* start Recorded information *

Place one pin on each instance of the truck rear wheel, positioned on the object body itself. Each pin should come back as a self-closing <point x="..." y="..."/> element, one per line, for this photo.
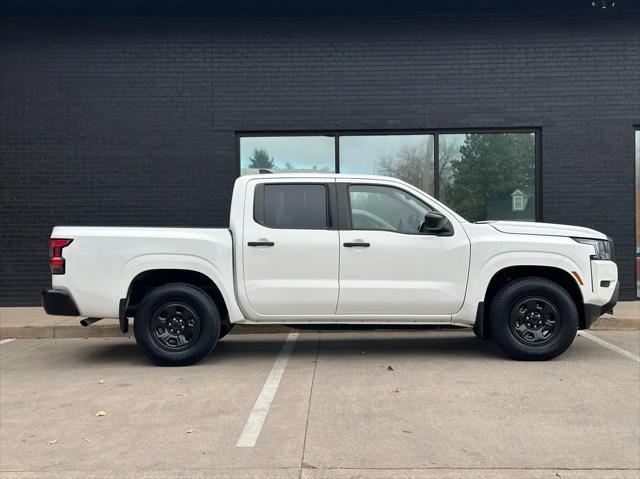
<point x="533" y="319"/>
<point x="177" y="324"/>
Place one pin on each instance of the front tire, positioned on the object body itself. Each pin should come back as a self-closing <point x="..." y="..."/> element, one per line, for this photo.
<point x="177" y="324"/>
<point x="533" y="319"/>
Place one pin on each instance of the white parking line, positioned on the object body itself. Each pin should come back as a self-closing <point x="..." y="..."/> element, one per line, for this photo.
<point x="260" y="409"/>
<point x="610" y="346"/>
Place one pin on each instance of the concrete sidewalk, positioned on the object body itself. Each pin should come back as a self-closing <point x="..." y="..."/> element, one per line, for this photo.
<point x="34" y="323"/>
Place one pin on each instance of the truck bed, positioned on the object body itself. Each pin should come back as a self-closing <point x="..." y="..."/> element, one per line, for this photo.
<point x="101" y="262"/>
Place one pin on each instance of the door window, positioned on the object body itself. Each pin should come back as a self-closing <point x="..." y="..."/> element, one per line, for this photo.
<point x="295" y="206"/>
<point x="385" y="208"/>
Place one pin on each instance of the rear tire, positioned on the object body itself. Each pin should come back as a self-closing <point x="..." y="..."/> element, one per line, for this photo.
<point x="177" y="324"/>
<point x="533" y="319"/>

* end Recorded information *

* [Work to be completed]: Rescale the part of the records that opens with the line containing "Place one pin on each instance of the rear" and continues through the end of the records, reproducing only those lines with their requests. Multiply every x and y coordinate in the answers by 1.2 and round each to a whole number, with halves going up.

* [Response]:
Place one pin on each instance of the rear tire, positioned on the object body itself. Each pin should come back as a self-closing <point x="..." y="..."/> element, one per line, for this photo.
<point x="212" y="389"/>
<point x="640" y="383"/>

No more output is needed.